* STATED TASK *
Take the data from its first line through the line containing "15L395 6L374 5L353", and arrange those lines as a numbered list with any blank lines omitted.

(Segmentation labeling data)
********

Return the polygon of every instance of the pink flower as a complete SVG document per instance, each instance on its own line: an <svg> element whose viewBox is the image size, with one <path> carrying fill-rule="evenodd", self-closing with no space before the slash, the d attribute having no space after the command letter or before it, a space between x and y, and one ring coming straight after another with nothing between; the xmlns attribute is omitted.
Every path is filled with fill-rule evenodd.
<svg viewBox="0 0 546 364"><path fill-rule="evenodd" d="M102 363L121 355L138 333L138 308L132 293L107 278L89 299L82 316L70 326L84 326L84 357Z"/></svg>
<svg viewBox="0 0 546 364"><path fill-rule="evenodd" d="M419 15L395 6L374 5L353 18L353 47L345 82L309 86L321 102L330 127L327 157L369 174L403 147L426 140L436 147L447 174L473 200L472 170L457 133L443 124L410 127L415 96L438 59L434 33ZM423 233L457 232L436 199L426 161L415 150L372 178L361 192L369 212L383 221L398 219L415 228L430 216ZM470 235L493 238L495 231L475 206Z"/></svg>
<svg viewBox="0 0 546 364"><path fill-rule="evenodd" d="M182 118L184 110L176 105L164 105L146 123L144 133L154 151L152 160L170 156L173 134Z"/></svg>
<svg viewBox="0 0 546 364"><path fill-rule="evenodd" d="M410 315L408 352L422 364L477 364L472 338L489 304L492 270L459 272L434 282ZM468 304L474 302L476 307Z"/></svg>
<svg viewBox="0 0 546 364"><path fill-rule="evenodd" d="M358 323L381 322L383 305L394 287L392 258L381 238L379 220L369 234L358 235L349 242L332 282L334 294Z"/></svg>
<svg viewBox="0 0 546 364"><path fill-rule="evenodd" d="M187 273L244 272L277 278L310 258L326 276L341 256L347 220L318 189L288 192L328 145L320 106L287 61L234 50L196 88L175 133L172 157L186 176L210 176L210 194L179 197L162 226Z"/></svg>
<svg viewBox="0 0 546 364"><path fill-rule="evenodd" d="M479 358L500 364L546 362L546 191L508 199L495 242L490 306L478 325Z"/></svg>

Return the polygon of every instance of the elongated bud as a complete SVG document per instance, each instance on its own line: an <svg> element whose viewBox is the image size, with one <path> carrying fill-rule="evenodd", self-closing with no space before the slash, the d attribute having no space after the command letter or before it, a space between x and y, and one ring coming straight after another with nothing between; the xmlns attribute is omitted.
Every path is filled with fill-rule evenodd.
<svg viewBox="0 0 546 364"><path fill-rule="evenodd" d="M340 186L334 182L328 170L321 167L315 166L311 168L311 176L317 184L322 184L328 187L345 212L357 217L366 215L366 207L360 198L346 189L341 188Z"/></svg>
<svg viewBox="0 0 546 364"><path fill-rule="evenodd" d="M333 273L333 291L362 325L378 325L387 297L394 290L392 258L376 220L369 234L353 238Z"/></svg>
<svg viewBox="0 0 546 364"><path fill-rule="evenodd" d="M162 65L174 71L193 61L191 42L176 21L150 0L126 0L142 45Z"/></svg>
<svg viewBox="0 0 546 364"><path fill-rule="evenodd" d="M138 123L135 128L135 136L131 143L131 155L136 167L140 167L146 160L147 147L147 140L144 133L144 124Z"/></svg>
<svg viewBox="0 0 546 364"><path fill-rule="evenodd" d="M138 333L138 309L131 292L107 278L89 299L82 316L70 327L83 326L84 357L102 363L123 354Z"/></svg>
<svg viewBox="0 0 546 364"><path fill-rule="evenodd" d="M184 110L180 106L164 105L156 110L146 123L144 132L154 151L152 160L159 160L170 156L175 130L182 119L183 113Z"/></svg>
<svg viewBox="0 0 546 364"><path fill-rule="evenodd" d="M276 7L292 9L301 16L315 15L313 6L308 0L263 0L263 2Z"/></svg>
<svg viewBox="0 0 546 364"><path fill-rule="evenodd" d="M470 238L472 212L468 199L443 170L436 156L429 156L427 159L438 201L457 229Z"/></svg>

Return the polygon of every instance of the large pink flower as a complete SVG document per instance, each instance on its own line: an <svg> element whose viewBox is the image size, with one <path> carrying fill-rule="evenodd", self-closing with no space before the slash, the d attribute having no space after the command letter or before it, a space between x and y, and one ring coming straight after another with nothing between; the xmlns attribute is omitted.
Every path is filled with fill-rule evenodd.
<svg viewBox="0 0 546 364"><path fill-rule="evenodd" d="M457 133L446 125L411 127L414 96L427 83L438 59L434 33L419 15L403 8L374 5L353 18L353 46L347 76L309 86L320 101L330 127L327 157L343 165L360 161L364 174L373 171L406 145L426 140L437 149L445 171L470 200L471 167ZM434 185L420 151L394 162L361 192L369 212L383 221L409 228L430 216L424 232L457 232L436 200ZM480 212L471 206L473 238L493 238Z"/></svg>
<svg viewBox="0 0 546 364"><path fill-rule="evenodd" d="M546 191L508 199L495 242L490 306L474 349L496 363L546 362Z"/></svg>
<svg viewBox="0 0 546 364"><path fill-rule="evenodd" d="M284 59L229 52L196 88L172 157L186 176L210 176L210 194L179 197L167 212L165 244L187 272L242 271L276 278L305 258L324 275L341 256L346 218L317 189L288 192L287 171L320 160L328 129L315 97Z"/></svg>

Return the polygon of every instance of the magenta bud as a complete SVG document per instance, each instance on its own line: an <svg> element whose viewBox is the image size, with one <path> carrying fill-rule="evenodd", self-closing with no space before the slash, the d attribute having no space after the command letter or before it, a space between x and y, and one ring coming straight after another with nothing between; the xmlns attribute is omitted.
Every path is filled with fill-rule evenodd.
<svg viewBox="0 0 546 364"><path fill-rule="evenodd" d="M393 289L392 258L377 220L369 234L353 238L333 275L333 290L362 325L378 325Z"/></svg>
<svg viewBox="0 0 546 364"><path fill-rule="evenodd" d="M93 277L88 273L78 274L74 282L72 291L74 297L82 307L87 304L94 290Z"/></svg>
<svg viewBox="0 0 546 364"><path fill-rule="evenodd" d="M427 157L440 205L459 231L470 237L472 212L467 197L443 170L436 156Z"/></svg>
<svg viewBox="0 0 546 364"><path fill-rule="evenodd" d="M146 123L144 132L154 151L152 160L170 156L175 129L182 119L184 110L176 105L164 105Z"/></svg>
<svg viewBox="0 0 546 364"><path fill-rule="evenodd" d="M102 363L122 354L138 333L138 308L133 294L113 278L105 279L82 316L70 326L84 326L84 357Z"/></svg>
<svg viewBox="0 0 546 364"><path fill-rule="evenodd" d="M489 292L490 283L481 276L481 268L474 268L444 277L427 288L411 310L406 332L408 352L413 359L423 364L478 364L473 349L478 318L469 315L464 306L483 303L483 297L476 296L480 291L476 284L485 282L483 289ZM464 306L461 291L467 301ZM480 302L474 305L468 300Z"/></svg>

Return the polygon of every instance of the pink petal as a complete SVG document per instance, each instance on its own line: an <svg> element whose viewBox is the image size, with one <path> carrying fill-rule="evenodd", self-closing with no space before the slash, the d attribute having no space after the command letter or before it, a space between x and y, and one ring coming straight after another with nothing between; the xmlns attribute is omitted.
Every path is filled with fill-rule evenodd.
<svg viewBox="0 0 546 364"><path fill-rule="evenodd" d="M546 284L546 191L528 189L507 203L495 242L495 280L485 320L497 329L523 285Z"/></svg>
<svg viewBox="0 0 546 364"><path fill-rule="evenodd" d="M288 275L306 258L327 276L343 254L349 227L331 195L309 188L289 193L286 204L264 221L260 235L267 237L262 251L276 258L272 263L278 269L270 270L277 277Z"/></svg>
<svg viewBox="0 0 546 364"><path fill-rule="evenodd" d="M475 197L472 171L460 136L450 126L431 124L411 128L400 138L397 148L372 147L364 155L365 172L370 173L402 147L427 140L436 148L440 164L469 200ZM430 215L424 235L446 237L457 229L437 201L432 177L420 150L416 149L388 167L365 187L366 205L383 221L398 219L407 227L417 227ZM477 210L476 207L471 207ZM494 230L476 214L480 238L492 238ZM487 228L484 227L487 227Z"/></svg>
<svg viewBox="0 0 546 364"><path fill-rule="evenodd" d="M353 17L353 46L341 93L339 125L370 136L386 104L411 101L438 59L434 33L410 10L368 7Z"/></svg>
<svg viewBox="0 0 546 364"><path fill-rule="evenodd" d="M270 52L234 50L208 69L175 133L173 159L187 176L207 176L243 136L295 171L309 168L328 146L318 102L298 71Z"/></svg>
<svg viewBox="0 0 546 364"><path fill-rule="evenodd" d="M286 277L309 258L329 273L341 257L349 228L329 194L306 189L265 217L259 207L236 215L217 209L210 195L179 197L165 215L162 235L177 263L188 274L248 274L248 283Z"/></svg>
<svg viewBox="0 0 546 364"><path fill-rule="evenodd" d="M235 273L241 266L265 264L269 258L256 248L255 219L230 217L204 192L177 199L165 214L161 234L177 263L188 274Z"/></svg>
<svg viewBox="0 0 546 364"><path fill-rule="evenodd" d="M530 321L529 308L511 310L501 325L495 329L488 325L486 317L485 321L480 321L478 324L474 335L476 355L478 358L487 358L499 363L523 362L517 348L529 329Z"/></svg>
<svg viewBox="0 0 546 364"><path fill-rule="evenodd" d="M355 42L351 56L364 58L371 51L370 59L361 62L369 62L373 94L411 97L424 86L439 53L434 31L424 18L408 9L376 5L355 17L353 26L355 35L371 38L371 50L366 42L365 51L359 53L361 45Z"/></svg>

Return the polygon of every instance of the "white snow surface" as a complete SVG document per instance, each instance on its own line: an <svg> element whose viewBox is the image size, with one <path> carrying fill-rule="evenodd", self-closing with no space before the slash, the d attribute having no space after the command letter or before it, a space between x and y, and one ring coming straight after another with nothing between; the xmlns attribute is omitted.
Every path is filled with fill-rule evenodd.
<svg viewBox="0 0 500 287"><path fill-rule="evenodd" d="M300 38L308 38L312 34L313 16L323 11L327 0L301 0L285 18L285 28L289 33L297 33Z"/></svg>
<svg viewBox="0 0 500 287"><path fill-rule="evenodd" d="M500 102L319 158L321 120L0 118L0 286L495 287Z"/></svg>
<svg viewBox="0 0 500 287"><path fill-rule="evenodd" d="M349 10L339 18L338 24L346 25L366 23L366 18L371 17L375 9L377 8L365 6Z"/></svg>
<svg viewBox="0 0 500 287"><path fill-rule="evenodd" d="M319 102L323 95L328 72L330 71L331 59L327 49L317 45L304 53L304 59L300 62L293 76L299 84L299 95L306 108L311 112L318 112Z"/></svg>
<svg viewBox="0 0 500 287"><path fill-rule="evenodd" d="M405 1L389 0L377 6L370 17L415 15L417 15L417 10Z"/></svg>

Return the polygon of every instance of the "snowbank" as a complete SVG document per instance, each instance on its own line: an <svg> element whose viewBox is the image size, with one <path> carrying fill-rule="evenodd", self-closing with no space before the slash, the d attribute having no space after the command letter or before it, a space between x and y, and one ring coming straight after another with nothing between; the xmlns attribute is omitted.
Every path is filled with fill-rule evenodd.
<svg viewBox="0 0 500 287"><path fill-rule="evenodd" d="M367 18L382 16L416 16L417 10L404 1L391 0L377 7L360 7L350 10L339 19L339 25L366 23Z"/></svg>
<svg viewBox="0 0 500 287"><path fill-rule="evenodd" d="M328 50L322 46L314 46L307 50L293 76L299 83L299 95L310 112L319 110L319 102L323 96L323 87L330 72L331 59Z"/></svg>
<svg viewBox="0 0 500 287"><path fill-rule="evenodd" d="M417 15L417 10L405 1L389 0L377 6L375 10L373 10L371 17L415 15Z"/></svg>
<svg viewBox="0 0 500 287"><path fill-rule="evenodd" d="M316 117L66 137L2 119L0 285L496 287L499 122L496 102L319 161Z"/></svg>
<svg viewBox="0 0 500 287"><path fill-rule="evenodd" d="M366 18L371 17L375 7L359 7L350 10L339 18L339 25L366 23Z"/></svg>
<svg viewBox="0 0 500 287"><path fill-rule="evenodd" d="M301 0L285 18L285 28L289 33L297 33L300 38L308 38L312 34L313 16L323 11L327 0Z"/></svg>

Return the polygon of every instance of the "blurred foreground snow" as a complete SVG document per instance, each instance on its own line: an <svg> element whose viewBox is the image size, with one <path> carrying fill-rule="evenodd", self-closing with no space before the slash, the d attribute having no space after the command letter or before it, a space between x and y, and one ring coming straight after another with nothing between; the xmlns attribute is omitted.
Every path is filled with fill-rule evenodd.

********

* SOLUTION TO THE EXERCISE *
1. Return the polygon of every instance of the pink flower as a complete SVG document per instance, each instance on its own line: an <svg> element whose viewBox is the image size, with one <path> carrying fill-rule="evenodd", self-closing with no space before the slash, the d attribute having no space after the command letter or before it, a space between x and y, and one ring coming straight after another with nothing between; the xmlns attribute is omitted.
2. Every path is filled with fill-rule evenodd.
3. <svg viewBox="0 0 546 364"><path fill-rule="evenodd" d="M102 363L121 355L138 333L138 308L132 293L107 278L89 299L82 316L70 326L84 326L84 357Z"/></svg>
4. <svg viewBox="0 0 546 364"><path fill-rule="evenodd" d="M419 15L395 6L374 5L353 18L353 47L345 82L309 86L321 102L330 127L327 157L369 174L403 147L426 140L436 147L447 174L473 200L472 170L457 133L443 124L410 127L415 96L438 59L434 33ZM423 233L457 232L436 199L426 161L415 150L372 178L361 192L369 212L383 221L398 219L415 228L430 216ZM470 235L493 238L495 231L475 206Z"/></svg>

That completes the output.